#### GIVEN EXERCISE 1:
List every example the Ethernet passage gives of data that needs to be preferred over other data flows.
#### GIVEN EXERCISE 2:
In the Ethernet passage, take the part that opens with the words containing "Local computer networks" and closes with "to be transmitted.", and write it out again with "stations" in place of "terminals" each time it appears.

** start SOURCE EXTRACT **

Local computer networks which are configured according to the IEEE 802.3 Standard, which is referred to below as Ethernet Standard, constitute a technology with which terminals are connected via a commonly used, serial bus. The access to this bus is regulated by means of the so-called Carrier Sense Multiple Access/Collision Detection (CSMA/CD). The Ethernet protocol is a so-called fair protocol, i.e. when there is competing access, all the terminals connected to a bus have, on a statistical average, the same chance of transmitting via the bus their data which is to be transmitted, regardless of the type of data to be transmitted.
However, in many cases it is necessary to prefer certain data flows over others. Examples of this are data streams with real-time requirements, for example a sound data stream or a video data stream, but also alarm messages for controlling machines. Such data streams require a certain minimum quality during their transmission. Guarantees for such minimum quality levels are, however, currently not ensured with the Ethernet protocol, since with the CSMA/CD protocol it is not possible to make a distinction between data streams and therefore different treatment of data streams is also impossible.
The Ethernet bus is a passive transmission medium and the switching work is distributed between the terminals which also operate according to the Ethernet protocol. The so-called Switched Ethernet is a technology in which local networks according to the IEEE 802.3 Standard are coupled by means of packet switching instead of the otherwise customary Ethernet bus. Packet switching is implemented by means of the so-called Ethernet node. An Ethernet node has a plurality of bidirectional accesses, the so-called ports. The Ethernet node must pass on incoming data packets through at least one output port which is coupled directly or indirectly to the destination or destinations of the data packet. If different input packets are received and have to be output via the same output port, the packets are buffered. The buffer used for this can overflow in cases of high load and newly arriving data packets are lost in this case.
Various packet formats of the Ethernet protocol are known from the following document, U.O. Pabrai, UNIX Internetworking, Artech House, Boston, London, page 23, 1993.
The invention is based on the problem of specifying a method which is compatible with the Ethernet Standard and with which a certain minimum quality of the transmission for data streams is ensured with respect to real-time requirements for the transmission.

** end SOURCE EXTRACT **
** start DATA SECTION **

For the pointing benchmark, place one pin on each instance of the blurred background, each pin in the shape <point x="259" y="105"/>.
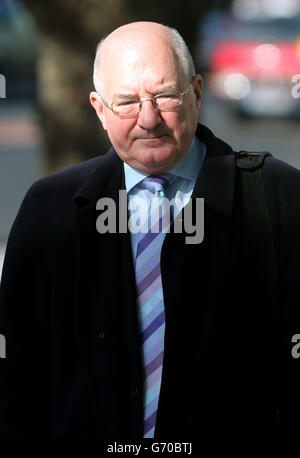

** end DATA SECTION **

#### EXPECTED OUTPUT 1:
- Sound data stream
- Video data stream
- Alarm messages for controlling machines

#### EXPECTED OUTPUT 2:
Local computer networks which are configured according to the IEEE 802.3 Standard, which is referred to below as Ethernet Standard, constitute a technology with which stations are connected via a commonly used, serial bus. The access to this bus is regulated by means of the so-called Carrier Sense Multiple Access/Collision Detection (CSMA/CD). The Ethernet protocol is a so-called fair protocol, i.e. when there is competing access, all the stations connected to a bus have, on a statistical average, the same chance of transmitting via the bus their data which is to be transmitted, regardless of the type of data to be transmitted.